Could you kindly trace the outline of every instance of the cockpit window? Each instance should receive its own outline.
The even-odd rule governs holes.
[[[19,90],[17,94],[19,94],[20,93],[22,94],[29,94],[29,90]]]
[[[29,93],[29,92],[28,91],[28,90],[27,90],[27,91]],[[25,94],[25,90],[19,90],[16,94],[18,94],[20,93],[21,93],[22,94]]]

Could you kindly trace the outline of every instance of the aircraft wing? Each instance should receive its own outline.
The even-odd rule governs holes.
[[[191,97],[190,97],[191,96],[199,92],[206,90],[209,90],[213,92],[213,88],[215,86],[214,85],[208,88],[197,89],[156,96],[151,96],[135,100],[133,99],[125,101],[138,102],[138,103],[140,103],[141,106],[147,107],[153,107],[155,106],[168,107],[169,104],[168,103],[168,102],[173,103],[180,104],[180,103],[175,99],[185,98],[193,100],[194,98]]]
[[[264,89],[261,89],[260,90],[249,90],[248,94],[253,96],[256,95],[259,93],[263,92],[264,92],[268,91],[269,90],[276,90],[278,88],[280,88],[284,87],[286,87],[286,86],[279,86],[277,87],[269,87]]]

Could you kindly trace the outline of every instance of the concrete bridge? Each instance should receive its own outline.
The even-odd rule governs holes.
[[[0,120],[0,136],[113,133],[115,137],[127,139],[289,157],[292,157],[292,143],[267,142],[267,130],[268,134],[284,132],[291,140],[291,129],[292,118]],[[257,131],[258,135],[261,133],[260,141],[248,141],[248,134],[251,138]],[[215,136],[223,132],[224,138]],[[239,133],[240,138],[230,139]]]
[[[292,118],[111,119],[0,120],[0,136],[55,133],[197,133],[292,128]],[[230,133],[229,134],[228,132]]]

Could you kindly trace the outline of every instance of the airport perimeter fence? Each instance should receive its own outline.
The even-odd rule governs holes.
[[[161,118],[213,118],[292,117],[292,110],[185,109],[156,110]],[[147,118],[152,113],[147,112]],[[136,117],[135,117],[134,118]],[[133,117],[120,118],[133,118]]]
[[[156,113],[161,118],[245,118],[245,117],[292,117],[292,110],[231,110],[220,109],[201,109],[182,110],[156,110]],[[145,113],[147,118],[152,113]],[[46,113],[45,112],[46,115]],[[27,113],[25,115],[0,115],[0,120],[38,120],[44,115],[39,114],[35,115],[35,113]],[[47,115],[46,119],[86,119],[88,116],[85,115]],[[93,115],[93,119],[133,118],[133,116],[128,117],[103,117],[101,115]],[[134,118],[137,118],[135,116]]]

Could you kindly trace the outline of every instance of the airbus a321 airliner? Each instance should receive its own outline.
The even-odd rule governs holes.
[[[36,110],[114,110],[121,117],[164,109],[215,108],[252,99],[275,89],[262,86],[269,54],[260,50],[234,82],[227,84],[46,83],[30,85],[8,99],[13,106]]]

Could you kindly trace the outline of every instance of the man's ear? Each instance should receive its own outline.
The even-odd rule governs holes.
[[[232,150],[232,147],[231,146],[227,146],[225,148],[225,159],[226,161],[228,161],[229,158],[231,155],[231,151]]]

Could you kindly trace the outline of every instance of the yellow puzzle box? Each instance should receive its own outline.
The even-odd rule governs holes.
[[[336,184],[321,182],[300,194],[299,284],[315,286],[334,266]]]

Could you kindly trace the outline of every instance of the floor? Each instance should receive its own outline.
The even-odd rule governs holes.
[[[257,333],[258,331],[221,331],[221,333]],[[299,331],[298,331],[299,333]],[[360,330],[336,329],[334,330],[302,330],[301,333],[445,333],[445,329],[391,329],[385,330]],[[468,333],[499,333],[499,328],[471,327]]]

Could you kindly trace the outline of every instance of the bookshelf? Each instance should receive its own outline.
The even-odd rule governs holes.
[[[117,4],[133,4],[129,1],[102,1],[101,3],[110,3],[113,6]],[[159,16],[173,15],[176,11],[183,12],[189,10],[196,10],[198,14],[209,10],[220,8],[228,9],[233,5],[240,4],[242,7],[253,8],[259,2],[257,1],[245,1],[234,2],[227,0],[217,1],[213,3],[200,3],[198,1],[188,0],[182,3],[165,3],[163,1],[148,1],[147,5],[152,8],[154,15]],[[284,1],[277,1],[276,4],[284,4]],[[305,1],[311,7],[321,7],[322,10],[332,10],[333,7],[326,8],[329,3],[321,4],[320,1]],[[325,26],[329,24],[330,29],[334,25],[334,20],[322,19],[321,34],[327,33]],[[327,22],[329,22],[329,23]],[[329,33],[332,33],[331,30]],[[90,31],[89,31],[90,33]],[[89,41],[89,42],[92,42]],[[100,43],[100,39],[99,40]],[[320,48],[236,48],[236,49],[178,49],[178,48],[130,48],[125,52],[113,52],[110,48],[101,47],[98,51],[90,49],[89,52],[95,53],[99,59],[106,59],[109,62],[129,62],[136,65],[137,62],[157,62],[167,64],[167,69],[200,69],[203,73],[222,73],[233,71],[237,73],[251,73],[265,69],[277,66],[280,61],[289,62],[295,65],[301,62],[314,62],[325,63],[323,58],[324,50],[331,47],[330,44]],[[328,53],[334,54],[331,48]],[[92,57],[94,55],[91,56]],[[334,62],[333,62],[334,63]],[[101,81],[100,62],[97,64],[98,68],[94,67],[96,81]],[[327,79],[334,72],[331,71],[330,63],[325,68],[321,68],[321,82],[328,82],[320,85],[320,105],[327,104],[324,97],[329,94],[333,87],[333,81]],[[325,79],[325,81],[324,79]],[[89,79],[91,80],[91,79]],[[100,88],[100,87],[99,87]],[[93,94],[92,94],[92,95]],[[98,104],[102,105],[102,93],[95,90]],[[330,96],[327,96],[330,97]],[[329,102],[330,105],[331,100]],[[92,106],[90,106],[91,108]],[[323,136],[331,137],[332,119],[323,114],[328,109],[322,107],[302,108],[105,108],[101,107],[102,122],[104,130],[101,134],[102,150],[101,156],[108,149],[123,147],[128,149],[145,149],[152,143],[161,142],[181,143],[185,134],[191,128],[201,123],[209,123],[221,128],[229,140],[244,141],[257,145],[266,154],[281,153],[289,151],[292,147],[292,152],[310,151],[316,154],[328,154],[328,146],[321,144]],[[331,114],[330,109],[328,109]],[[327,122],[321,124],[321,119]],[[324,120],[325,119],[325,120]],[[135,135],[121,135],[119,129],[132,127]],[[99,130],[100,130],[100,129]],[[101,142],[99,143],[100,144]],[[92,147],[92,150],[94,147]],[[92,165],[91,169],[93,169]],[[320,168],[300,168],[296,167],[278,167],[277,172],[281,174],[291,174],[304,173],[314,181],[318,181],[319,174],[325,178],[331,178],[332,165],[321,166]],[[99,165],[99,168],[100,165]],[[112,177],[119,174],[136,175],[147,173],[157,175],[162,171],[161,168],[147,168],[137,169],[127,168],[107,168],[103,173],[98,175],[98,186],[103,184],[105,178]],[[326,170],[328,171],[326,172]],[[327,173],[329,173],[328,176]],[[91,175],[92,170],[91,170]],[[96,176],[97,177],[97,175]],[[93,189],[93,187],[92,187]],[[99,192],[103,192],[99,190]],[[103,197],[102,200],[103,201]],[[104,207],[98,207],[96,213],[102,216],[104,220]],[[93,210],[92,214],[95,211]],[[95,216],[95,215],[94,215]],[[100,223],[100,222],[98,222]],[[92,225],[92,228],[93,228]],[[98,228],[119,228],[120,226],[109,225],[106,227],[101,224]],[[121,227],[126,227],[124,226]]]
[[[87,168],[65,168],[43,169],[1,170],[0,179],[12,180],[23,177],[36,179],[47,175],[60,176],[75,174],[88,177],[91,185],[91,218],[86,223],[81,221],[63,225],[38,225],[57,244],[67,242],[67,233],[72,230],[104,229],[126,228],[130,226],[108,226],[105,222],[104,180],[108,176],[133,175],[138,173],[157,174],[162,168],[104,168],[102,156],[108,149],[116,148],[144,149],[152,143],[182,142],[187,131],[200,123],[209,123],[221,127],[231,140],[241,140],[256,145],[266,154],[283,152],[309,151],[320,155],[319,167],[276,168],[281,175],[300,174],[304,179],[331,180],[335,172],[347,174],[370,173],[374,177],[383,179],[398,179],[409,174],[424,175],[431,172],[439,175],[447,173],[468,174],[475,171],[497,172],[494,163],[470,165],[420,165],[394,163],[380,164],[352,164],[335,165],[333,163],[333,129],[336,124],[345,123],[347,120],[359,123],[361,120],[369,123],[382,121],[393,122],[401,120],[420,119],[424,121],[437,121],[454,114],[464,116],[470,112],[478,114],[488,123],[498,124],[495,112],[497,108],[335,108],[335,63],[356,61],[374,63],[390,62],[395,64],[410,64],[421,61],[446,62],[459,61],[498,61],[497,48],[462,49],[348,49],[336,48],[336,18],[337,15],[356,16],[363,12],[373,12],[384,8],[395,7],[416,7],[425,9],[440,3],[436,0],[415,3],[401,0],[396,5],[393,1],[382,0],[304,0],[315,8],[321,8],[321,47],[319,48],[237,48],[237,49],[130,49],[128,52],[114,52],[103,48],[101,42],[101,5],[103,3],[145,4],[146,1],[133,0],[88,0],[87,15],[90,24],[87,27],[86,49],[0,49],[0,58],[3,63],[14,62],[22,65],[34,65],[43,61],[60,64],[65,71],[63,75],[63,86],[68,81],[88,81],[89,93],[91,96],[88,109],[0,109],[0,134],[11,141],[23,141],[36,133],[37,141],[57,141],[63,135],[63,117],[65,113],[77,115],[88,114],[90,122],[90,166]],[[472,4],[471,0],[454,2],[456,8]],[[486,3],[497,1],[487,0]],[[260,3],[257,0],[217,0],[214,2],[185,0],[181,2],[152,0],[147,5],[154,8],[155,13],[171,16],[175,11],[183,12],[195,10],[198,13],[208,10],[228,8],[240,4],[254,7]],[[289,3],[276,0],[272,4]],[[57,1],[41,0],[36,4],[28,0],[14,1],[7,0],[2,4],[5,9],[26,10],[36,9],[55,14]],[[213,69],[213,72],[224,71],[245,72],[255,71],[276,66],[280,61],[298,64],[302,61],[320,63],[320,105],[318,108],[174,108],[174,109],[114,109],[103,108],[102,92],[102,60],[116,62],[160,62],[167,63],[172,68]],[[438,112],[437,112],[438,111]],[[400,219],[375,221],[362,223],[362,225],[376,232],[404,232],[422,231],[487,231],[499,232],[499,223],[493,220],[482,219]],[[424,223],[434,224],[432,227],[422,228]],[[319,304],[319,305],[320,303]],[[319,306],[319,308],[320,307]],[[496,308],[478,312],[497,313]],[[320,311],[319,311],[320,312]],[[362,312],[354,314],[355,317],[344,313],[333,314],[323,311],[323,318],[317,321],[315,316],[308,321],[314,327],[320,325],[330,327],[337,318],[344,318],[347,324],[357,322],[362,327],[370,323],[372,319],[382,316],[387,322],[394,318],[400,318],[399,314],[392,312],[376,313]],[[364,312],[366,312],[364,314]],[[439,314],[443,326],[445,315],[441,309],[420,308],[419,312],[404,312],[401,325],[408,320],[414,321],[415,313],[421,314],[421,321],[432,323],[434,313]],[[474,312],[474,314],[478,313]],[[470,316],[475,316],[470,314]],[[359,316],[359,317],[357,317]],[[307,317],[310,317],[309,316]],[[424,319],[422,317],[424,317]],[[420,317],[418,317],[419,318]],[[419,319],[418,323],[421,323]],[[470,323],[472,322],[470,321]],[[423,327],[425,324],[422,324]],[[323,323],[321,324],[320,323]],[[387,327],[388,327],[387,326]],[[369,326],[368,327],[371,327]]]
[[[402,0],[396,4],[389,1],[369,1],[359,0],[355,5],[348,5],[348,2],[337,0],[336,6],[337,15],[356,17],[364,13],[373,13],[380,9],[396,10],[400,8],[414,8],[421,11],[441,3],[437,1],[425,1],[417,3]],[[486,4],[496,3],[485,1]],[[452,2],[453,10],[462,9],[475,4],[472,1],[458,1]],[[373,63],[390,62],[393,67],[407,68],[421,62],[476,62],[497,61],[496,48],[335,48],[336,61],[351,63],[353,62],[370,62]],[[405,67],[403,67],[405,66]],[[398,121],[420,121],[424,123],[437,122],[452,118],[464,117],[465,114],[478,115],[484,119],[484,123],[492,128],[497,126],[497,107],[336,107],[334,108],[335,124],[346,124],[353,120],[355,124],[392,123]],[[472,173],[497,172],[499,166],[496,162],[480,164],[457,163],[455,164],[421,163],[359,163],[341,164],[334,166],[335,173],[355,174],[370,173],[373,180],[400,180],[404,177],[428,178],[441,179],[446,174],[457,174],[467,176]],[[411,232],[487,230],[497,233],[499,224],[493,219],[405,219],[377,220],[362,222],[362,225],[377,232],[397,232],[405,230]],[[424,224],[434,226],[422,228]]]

****

-- STATED PROBLEM --
Reproduce the data from its first line through the line containing "[[[19,90],[17,94],[19,94],[20,93],[22,94],[29,94],[29,90]]]", inclusive, as a numbered list, omitting any blank lines.

-- WRITTEN SOLUTION --
1. Could you kindly trace the outline of every instance of the cockpit window? Each instance should receive its own outline.
2. The even-odd rule governs holes.
3. [[[19,90],[17,94],[19,94],[20,93],[22,94],[29,94],[29,90]]]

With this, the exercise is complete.